> **EXERCISE DETAILS**
Give every line below again, exactly as it appears.

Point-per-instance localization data
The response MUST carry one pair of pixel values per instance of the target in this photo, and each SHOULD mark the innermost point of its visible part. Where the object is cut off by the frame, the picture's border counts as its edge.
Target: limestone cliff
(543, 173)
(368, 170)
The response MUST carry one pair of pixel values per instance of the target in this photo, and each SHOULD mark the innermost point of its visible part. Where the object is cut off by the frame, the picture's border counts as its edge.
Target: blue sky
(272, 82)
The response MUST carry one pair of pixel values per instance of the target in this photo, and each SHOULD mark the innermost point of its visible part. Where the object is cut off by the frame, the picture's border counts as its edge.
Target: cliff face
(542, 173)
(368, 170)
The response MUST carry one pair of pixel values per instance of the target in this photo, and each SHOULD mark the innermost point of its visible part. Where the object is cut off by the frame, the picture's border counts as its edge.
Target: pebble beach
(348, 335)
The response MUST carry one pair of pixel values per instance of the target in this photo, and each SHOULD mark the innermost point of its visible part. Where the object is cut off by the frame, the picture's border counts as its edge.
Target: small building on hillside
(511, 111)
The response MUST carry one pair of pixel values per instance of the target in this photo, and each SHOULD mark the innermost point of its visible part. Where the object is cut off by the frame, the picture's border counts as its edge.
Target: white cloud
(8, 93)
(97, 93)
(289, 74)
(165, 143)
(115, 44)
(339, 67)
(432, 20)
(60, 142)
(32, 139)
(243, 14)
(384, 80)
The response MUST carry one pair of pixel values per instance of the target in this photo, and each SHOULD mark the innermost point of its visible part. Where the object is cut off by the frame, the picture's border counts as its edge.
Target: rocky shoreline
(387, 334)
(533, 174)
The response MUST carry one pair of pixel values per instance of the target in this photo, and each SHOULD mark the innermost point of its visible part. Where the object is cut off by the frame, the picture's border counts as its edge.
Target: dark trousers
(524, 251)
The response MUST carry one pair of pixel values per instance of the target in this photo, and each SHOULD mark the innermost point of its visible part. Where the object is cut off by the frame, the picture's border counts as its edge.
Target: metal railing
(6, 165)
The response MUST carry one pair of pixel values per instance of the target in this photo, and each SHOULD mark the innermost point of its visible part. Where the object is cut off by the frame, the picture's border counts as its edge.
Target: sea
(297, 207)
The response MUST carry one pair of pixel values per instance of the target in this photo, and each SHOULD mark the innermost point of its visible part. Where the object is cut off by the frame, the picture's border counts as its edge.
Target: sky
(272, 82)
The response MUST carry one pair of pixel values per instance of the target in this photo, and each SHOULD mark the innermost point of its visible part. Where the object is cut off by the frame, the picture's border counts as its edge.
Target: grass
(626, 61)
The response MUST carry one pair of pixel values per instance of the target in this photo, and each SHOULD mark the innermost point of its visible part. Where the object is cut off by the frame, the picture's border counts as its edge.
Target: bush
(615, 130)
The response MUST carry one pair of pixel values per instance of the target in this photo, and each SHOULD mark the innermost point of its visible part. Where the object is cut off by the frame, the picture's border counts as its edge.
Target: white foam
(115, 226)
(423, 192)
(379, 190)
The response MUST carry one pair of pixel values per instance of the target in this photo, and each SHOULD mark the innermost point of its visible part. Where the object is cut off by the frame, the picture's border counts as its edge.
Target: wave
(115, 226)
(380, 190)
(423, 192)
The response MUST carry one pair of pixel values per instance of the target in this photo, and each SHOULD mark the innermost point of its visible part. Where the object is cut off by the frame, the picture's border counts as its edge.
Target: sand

> **RESULT**
The response MUST carry one pair of pixel values per instance of the target in this photo, and each SHOULD mark the innermost point of its visible part. Where the object is cut off by the frame, the picture's border counts as its edge.
Target: limestone cliff
(543, 173)
(368, 170)
The response MUST carry one pair of pixel values per instance of the target in this photo, and each SHOULD mark the innermost point of its visible part. Where the object is cut off by the frame, the picture's border counts as its edge.
Target: blue sky
(272, 82)
The response MUST carry one pair of pixel values per instance of the target in this photo, and each SHOULD mark the innermost point of its visible part. Where the object is cut off by the frame, the picture's border counts as its edge.
Target: cliff face
(542, 173)
(368, 170)
The response MUST carry one pair of pixel values per instance of the target in this photo, and each SHOULD mark the innermost point of its visible part. Where the object is cut off by the frame, the picture's border counts as its edge.
Target: pebble beach
(348, 335)
The response MUST carry one pair of pixel values per instance of the target in this photo, and each SHOULD mark the innermost point of its visible part. Where the object is cut off by the frame, the picture's border counts as its edge.
Target: small building on hillside
(511, 111)
The response MUST carry one pair of pixel values per instance of the target in this photo, and each SHOULD mark the innermost point of its visible part. Where the object is cut off by the frame, the picture's border counts as its edge.
Target: white cloud
(8, 93)
(97, 93)
(289, 74)
(165, 143)
(115, 44)
(339, 67)
(432, 20)
(60, 142)
(32, 139)
(243, 14)
(384, 80)
The response MUST carry one pair of pixel values per instance of the target in this photo, and each SHOULD mark the innermost point of its visible part. Where the object is cut off by the frame, the picture's border counts as its edge.
Target: rocky shoreline
(387, 334)
(533, 174)
The response MUST carry one pair of pixel values per instance of the target in this photo, and each SHOULD mark the innermost point of its visible part. Where the object is cut off by the frame, the picture's border counts as its edge.
Target: dark trousers
(524, 251)
The response MUST carry one pair of pixel values per instance of the target in this photo, and each SHOULD mark the innermost point of its visible part. Where the object is cut off by the frame, the picture's border counts as its edge.
Target: metal railing
(6, 165)
The response MUST carry one pair of pixel values per instance of the target in this photo, and each SHOULD mark the innermost point of its visible part. Where the object is cut off by the frame, the picture's border counts as its edge.
Target: sea
(297, 207)
The response MUST carry one pair of pixel values per instance of the target in this photo, and each SHOULD mark the innermost point of its visible part. Where the object is cut off by the frame, the picture's border counts as its edge.
Target: sky
(272, 82)
The response MUST carry one pair of pixel values per instance of the target in this photo, and each SHOULD mark the innermost point of its visible part. Where the object is cut off by the frame, the picture's border counts as its edge.
Target: grass
(626, 61)
The response MUST carry one pair of pixel values per instance of the target in this photo, and each SHOULD mark the innermost point of its visible part. Where the object is cut off by the frame, the picture's border counts as its edge.
Target: bush
(615, 130)
The response MUST carry one pair of pixel values per instance of the target in this photo, and each SHOULD mark the innermost point of its visible part. Where the object is cut off by the frame, the picture's border counts as its edge.
Target: white foam
(115, 226)
(423, 192)
(379, 190)
The response MUST carry one pair of pixel values per instance of the target in this photo, and each SHOULD mark the innermost point of its visible part. Where the object is cut off by the frame, the picture's border counts as its edge.
Target: wave
(115, 226)
(380, 190)
(423, 192)
The response MUST carry one pair of pixel values per instance of the target in this photo, and each SHOULD mark the innermost point of its visible part. Where the object is cut off by the frame, the picture's border counts as its edge.
Target: sand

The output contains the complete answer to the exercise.